┌──
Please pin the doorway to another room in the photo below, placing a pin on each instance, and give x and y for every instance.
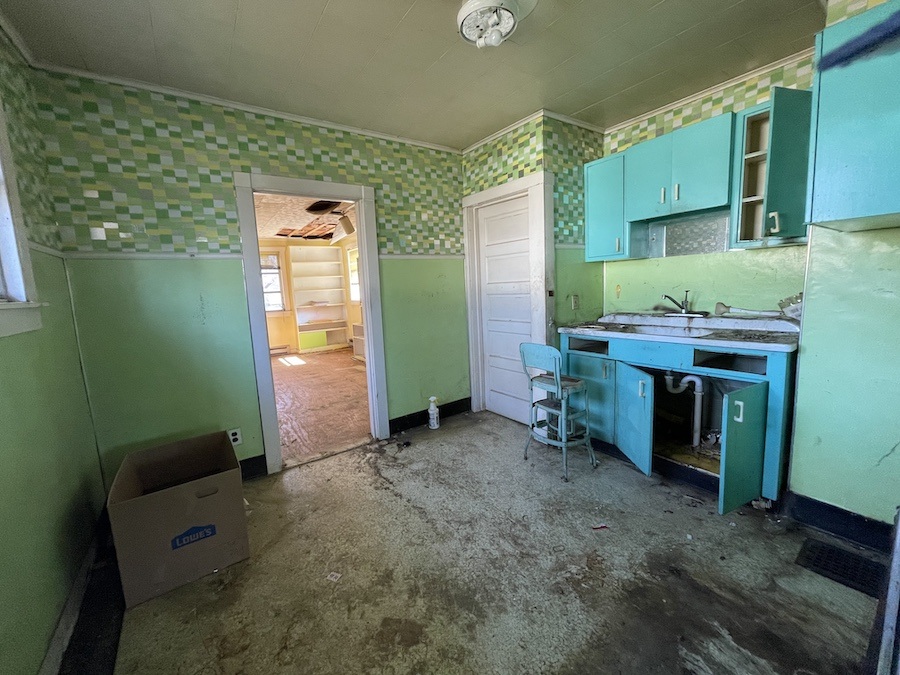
(309, 267)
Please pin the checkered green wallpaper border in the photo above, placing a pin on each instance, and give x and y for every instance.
(567, 148)
(541, 143)
(838, 10)
(796, 74)
(26, 142)
(132, 170)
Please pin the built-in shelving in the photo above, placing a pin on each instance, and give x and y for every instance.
(317, 275)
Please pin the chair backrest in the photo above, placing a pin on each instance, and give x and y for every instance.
(544, 358)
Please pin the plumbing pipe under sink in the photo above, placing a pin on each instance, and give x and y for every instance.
(698, 399)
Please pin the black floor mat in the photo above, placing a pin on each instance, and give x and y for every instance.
(95, 640)
(846, 567)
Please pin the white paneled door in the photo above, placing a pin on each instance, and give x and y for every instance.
(505, 289)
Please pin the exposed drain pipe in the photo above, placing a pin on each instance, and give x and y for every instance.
(698, 399)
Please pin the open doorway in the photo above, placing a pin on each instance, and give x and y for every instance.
(309, 267)
(311, 270)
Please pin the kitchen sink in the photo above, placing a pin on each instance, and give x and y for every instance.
(673, 331)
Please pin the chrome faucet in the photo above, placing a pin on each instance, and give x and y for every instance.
(682, 306)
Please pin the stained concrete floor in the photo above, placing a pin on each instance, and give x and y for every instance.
(456, 556)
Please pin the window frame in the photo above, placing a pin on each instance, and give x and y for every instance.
(19, 306)
(281, 281)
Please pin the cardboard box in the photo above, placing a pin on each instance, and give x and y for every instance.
(177, 514)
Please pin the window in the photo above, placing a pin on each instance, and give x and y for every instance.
(18, 310)
(273, 296)
(353, 268)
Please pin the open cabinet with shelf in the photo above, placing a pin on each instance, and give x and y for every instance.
(317, 276)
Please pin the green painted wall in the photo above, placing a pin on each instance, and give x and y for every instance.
(167, 354)
(49, 474)
(754, 279)
(846, 448)
(575, 276)
(425, 332)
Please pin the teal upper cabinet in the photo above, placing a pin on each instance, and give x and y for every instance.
(686, 170)
(701, 165)
(857, 118)
(604, 215)
(770, 166)
(648, 174)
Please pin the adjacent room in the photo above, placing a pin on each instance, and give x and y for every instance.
(450, 336)
(309, 263)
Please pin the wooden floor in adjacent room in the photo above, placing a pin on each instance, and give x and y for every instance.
(322, 404)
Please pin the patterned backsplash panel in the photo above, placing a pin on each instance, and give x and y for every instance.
(26, 142)
(796, 74)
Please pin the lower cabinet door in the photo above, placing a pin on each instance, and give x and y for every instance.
(599, 374)
(634, 415)
(743, 446)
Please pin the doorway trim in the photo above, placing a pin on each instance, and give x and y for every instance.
(539, 189)
(364, 197)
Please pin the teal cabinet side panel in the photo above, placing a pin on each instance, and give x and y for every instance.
(743, 446)
(599, 375)
(634, 415)
(648, 175)
(701, 164)
(605, 209)
(846, 428)
(857, 162)
(788, 162)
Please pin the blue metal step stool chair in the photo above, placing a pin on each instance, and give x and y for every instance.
(565, 425)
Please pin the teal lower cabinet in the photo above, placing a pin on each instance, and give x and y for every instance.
(745, 407)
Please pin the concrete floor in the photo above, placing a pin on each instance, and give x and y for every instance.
(456, 556)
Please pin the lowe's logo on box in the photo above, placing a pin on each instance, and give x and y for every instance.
(194, 534)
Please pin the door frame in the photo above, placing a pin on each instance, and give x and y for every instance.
(539, 189)
(364, 197)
└──
EXERCISE BRIEF: Set down the material above exactly as it reads, but not its pictures.

THE COMPLETED TASK:
Please pin the doorway to another room in the photo below, placing a pin on each instance, and give x and y for every instance.
(309, 267)
Please pin the checkered green wallpaper border in the photo above, placing a pin on each instance, and give x and y for every instance.
(567, 148)
(541, 143)
(838, 10)
(796, 74)
(26, 142)
(132, 170)
Please pin the built-in shelving in the photo above, placing a pin on each instance, and give x and y for every instance.
(317, 275)
Please pin the chair backrest in the photo above, placing a pin on each instance, and give x and y for every instance.
(544, 358)
Please pin the plumbing pipe under sink in the photo above, placing a pin on each instance, and give x and y for every instance.
(698, 399)
Please pin the black floor mat in the photo above, placing a pin on each instance, and give x and y for every instance.
(95, 640)
(846, 567)
Please pin the white paneled door in the photo above, placing a pin on each instance, and give x and y for every instance.
(505, 289)
Please pin the exposed drain pipe in the photo above, placing a pin on each instance, and give x and y for every instance.
(698, 399)
Please pin the open doorway in the photo above, placing a pin on each instance, and give x and y for every instance.
(309, 267)
(311, 270)
Please pin the kitchen sink in the photo above, placing a pin on each instance, and give x and y for every instance.
(673, 331)
Please pin the chrome faucet in the photo above, placing a pin on each instance, and give x and y for every instance.
(682, 306)
Please pin the stained concrete floor in the photo above, placing a pin on each instance, and give x and y for every instance.
(456, 556)
Please pin the window frame in the photo above, placing a pin on each instance, and give x and y for every instance.
(19, 306)
(281, 281)
Please pin the cardboard box in the photo above, placing a pin on each instance, and give x and y for every instance.
(177, 514)
Please pin the window in the photo above, placing a pin on each instance, and give x and y for every instance.
(18, 310)
(273, 296)
(353, 268)
Please pin the open cabinet with shelf in the photo above, placing a pin on each instance, and give x and y for every instance.
(317, 276)
Please pin the green painted wall in the photo above, placing a pin on each instance, and give x and y for every instance.
(167, 354)
(49, 474)
(754, 279)
(846, 448)
(575, 276)
(425, 332)
Please pin the teal upper cabinet in the photo above, placing a pin on each instance, and give x and y for every instance.
(686, 170)
(701, 165)
(857, 118)
(604, 215)
(770, 166)
(648, 174)
Please pin the adjacent room in the photo above, placing a pin on each instance, and give x and y for every instance.
(450, 336)
(309, 263)
Please pin the wooden floor in adjacent room in the photo above, placing a pin on each instance, and give x and y for every instance.
(322, 404)
Please pin the patterned backsplash panel in the photo above, placing a pin on each instance, and give x and y for every instance.
(26, 142)
(796, 74)
Please pin the lower cabinet door in the photo above, placing a pin on each instance, and give x and y for every instance.
(599, 374)
(634, 415)
(743, 446)
Please pin the doorway trim in the photo above, placing a pin on each instance, and give x and y for every instance.
(539, 189)
(364, 197)
Please pin the teal cabinet side panel in the photo above, placing a pin on each instance, and give x and y for every instance.
(743, 446)
(599, 375)
(634, 415)
(648, 175)
(701, 164)
(605, 209)
(846, 428)
(857, 162)
(788, 162)
Please pin the blue metal step stool chair in the photo above, placing a pin on each instance, and give x and y for every instance.
(565, 425)
Please pin the teal lower cabinet in the photo above, placing a pin on each instance, and give x and y for every instance.
(745, 407)
Please pin the concrete floor in the photo above, placing a pin on each instance, and give x and y for every instance.
(456, 556)
Please pin the lowe's logo on box in the photo above, placing a pin on each instance, and give x and y for every instance.
(194, 534)
Please pin the door frame in the photo above, placing a pin on each instance, and give x and y for every instance.
(539, 189)
(364, 197)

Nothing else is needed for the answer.